Exercise description.
Can you give all the records again without altering a single character?

Records shown.
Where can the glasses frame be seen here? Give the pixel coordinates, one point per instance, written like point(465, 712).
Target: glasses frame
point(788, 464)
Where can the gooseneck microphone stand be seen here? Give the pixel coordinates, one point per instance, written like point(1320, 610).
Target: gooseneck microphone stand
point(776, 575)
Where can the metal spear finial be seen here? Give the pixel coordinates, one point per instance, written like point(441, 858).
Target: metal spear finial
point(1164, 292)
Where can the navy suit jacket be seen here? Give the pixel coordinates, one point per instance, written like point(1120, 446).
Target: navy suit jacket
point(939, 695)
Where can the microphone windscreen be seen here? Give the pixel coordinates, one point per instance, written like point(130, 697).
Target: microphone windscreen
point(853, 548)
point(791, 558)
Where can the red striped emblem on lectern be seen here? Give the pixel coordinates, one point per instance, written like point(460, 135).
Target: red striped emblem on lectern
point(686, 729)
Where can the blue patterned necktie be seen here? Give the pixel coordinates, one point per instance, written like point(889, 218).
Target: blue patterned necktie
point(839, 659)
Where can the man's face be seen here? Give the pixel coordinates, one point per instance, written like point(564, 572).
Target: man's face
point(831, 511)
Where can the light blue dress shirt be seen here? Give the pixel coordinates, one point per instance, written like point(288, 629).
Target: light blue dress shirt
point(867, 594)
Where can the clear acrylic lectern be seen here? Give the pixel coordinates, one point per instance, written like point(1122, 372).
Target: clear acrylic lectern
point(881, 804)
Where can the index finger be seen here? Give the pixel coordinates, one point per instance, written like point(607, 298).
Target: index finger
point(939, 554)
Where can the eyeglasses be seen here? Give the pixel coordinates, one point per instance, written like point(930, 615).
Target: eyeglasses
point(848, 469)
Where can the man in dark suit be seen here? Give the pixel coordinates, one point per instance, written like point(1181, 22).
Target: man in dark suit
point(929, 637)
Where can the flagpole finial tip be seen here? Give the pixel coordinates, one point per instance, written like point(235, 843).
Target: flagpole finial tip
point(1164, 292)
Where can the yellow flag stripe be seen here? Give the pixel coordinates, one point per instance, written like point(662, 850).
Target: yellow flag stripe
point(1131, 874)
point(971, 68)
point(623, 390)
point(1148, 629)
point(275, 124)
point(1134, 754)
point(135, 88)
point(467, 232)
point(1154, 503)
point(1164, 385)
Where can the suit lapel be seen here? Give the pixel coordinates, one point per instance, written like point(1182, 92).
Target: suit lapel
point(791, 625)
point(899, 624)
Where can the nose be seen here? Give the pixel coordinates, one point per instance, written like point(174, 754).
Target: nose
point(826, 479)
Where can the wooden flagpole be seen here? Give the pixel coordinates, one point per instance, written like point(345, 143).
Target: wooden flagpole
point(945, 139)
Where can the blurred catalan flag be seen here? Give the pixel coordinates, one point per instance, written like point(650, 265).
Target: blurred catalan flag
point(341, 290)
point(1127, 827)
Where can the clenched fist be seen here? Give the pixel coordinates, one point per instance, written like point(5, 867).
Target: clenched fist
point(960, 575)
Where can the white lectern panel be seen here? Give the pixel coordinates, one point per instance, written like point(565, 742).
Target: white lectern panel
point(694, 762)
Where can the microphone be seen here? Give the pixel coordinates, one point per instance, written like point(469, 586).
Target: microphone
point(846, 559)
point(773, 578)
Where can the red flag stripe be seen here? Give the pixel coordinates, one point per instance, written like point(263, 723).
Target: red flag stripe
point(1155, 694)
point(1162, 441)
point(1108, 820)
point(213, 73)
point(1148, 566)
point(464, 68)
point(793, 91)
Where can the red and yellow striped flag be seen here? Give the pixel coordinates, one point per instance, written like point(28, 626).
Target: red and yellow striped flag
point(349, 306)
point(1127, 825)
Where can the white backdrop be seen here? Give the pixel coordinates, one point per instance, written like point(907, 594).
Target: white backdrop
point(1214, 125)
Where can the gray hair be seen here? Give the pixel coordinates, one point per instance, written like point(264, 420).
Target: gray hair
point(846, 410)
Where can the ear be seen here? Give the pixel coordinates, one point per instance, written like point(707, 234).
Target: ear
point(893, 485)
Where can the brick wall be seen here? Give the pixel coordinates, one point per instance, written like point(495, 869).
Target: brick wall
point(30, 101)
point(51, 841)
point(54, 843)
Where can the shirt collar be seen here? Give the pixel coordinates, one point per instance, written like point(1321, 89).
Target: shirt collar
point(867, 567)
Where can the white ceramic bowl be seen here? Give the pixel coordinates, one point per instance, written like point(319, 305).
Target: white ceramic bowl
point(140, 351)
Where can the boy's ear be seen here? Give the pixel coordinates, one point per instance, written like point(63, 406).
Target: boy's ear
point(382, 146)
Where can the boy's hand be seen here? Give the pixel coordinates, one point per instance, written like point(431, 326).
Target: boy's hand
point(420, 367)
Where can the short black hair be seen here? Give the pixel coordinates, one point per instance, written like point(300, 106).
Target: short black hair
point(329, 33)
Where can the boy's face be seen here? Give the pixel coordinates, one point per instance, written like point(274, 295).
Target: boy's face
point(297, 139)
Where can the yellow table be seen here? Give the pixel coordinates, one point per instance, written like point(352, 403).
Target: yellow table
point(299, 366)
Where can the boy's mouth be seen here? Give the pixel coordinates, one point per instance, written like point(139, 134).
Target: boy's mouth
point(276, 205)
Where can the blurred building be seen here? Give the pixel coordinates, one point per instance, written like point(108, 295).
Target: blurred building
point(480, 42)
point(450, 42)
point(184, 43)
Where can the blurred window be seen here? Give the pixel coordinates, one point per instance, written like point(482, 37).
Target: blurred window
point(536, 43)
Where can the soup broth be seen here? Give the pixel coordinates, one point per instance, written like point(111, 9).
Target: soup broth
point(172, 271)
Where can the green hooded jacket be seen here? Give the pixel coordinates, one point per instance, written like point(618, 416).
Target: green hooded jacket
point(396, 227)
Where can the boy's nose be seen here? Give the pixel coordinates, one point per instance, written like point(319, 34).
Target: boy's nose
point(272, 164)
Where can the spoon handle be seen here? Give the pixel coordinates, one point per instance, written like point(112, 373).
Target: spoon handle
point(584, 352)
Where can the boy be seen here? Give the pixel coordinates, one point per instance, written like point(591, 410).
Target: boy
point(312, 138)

Result below.
Where can the glasses frame be seen here? Give the pixel coordinates, one point per instance, written like point(465, 712).
Target: glasses frame
point(788, 464)
Where can the gooseneck microphone stand be seen here? Give the pixel coordinates, one point per instance, written like point(1320, 610).
Target: gooseneck microphone stand
point(776, 575)
Where can the metal spear finial be seen here? Give the pixel coordinates, one point per instance, written like point(441, 858).
Target: metal spear finial
point(1164, 292)
Where can the navy suit jacket be seen here? Give the pixel coordinates, one point per instance, written like point(1120, 446).
Target: navy suit jacket
point(939, 695)
Where can the microphone windscreen be seen here? Give the pixel coordinates, one point per instance, written like point(130, 697).
Target: microphone windscreen
point(853, 548)
point(791, 558)
Where can the red striped emblem on lectern be seen here? Give the pixel coordinates, one point per instance, written like point(460, 135).
Target: red striped emblem on lectern
point(686, 729)
Where can the blue patterned necktie be seen here? Give the pixel coordinates, one point per instance, written like point(889, 218).
Target: blue patterned necktie
point(839, 659)
Where can the man's face be seen here? Give the pixel coordinates, one point per instance, written like point(564, 572).
Target: man's face
point(831, 511)
Where can the light blue dress shirt be seen here? Give the pixel coordinates, one point per instance, written like point(288, 629).
Target: light blue dress shirt
point(867, 594)
Where can the clear acrylic lectern be seen here? Give the pixel coordinates, one point per instance, written like point(1122, 372).
Target: clear acrylic lectern
point(881, 804)
Where can the index finger be seen here? Give the pixel coordinates, one point per instance, written like point(607, 298).
Target: index finger
point(939, 554)
Where can the eyeglasses be seen here? Give the pixel coordinates, one point per instance, written like point(930, 615).
Target: eyeglasses
point(848, 469)
Where can the man in dark suit be seen here? Give the pixel coordinates, one point per instance, written like point(1181, 22).
Target: man in dark suit
point(929, 637)
Where can the flagpole finial tip be seen here? Give the pixel coordinates, one point per instance, written like point(235, 843).
Target: flagpole finial tip
point(1164, 292)
Where can the yellow flag stripe be seen here? Give the pixel coordinates, one point per instance, written like point(662, 850).
Target: yellow flag stripe
point(1131, 874)
point(971, 68)
point(623, 390)
point(1148, 629)
point(275, 124)
point(1134, 754)
point(135, 88)
point(467, 232)
point(1154, 503)
point(1164, 385)
Where can the suit lapel be seen here? Give the pixel coordinates, one point per instance, written like point(1182, 92).
Target: suit lapel
point(791, 625)
point(899, 624)
Where can the nose be seen here? Give the pixel coordinates, one point per instance, written like point(174, 754).
Target: nose
point(826, 479)
Where can the wooden flagpole be seen here? Give the pixel coordinates, one point per instance, written like point(345, 143).
Target: wooden flagpole
point(945, 139)
Where can the blurred catalan flag be seen here? Give the pixel coordinates, one point per instance, written like point(650, 265).
Target: blurred catalan flag
point(341, 290)
point(1127, 827)
Where can the clenched fist be seen here? Give the pixel coordinates, one point per instance, written like point(5, 867).
Target: clenched fist
point(960, 575)
Where can the white lectern panel be seen here? Give the pixel coordinates, one point per instance, written like point(565, 742).
Target: white lectern panel
point(694, 762)
Where can the microphone be seen here? Give the pixel coordinates, one point per instance, written like point(469, 586).
Target: microphone
point(846, 559)
point(773, 578)
Where can the red flag stripe be seen here? Give the pixel coordinates, one point per instance, written like point(263, 723).
Target: red flag stripe
point(1155, 694)
point(1162, 441)
point(1108, 820)
point(213, 73)
point(1148, 566)
point(464, 68)
point(793, 91)
Where can the red and yellow striped flag be seen here? Give the pixel coordinates, one point per instance, written like point(28, 626).
Target: red and yellow striped flag
point(349, 306)
point(1127, 825)
Where can the white backdrop be seen here? Give the pixel coordinates, one point per instance, written like point(907, 594).
Target: white backdrop
point(1214, 125)
Where can the gray hair be seen here? Give the pixel coordinates, one point per instance, written like point(264, 420).
Target: gray hair
point(846, 410)
Where can the ear be seen here? Give the pixel coordinates, one point per instance, written like point(707, 234).
Target: ear
point(893, 485)
Where can the brick wall be seen here? Give the pixel coordinates, one point per instance, written like point(495, 869).
Target: brick wall
point(30, 101)
point(51, 841)
point(54, 843)
Where can the shirt collar be seen here? Give the pixel coordinates, one point per instance, written like point(1321, 89).
Target: shirt collar
point(867, 567)
Where can the white ceramic bowl be seen here? Give the pixel coordinates, one point per instance, written like point(319, 305).
Target: white ceramic bowl
point(140, 351)
Where can the boy's ear be seen here? Give the pixel coordinates, one point per instance, written like point(63, 406).
Target: boy's ear
point(382, 146)
Where can the boy's hand be seen here? Give the pixel coordinates, one point per instance, written like point(431, 326).
Target: boy's hand
point(420, 367)
Where can the short black hair be seen here? Give the pixel coordinates, one point per instance, written like point(300, 106).
Target: short black hair
point(329, 33)
Where can the boy's face be seen here? Give the pixel coordinates, one point per instance, written like point(274, 295).
Target: boy's face
point(297, 139)
Where can the yellow table be seen here? Give the pixel coordinates, one point per instance, written like point(352, 403).
Target: yellow table
point(299, 366)
Where can the boy's mouth be seen here? Give the pixel coordinates, one point per instance, written like point(139, 134).
Target: boy's mouth
point(276, 205)
Where can the blurred building be seen here? Give the pixel coordinates, one point per instance, written like point(108, 295).
Target: blurred building
point(480, 42)
point(450, 42)
point(184, 43)
Where can the blurred window be seen here? Give the pixel coordinates, one point per instance, written like point(482, 37).
Target: blurred window
point(536, 43)
Where can the soup broth be seen here? Give the pixel coordinates, one point per instance, written like point(111, 9).
Target: soup broth
point(172, 271)
Where can the green hooded jacket be seen here? Give the pixel coordinates, one point per instance, written like point(618, 416).
Target: green hooded jacket
point(396, 227)
Where can the boy's nose be seen here? Give the pixel coordinates, one point per instance, written like point(319, 34).
Target: boy's nose
point(272, 164)
Where can the spoon handle be seen here? Give the pixel coordinates, one point per instance, written like point(112, 373).
Target: spoon handle
point(584, 352)
Where can the boy be seen here? Give the pixel coordinates, one point per instance, written like point(591, 410).
Target: boy
point(312, 138)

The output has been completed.